INFORMATION SUPPLIED:

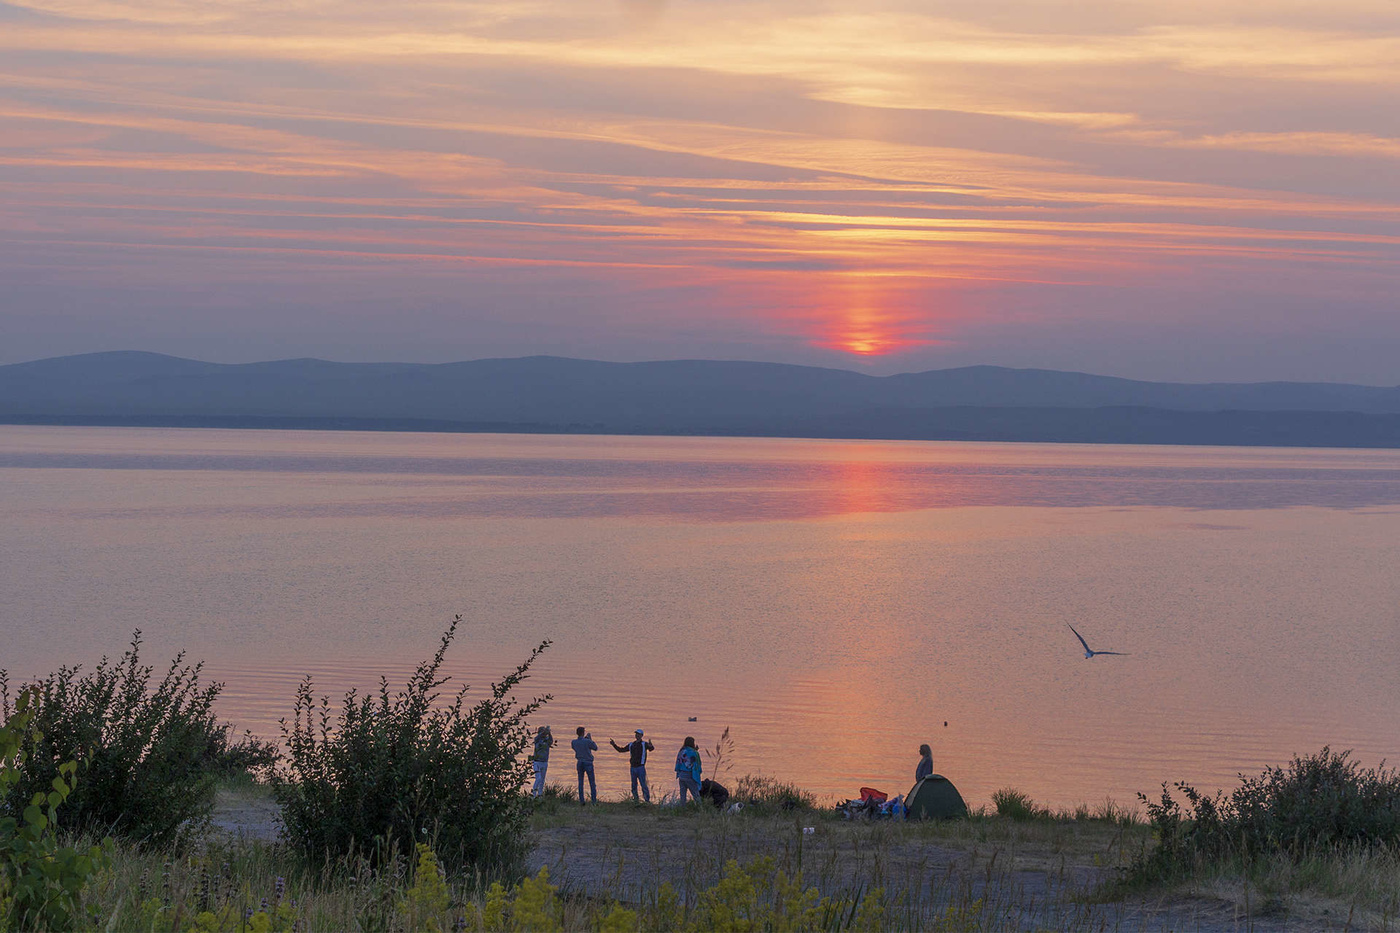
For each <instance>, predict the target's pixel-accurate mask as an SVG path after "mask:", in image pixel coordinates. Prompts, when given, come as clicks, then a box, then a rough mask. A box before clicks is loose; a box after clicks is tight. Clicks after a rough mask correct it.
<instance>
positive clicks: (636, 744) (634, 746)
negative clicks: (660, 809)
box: [608, 728, 655, 803]
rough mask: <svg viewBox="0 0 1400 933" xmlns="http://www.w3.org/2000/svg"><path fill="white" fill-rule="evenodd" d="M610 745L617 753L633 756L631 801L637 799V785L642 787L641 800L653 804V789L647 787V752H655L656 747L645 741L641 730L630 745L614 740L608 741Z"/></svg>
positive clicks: (631, 758)
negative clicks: (617, 752) (651, 794)
mask: <svg viewBox="0 0 1400 933" xmlns="http://www.w3.org/2000/svg"><path fill="white" fill-rule="evenodd" d="M608 744H609V745H612V747H613V749H615V751H620V752H624V754H630V755H631V799H633V800H636V799H637V785H638V783H640V785H641V799H643V800H645V801H647V803H651V787H648V786H647V752H650V751H654V749H655V745H652V744H651V742H650V741H647V740H645V737H644V735H643V733H641V730H640V728H638V730H637V738H634V740H633V741H631V744H629V745H619V744H617V742H615V741H613V740H610V738H609V740H608Z"/></svg>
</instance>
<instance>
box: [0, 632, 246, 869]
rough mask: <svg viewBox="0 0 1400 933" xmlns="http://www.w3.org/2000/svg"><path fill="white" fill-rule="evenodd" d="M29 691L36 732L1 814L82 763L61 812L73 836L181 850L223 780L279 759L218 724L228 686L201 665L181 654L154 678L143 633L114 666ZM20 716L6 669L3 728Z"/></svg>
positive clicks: (8, 790) (193, 837)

EXERCISE BRIEF:
Gather each line from the listing above that holds "positive".

TASK OUTPUT:
positive clicks: (636, 744) (634, 746)
positive clicks: (631, 758)
positive clicks: (8, 790) (193, 837)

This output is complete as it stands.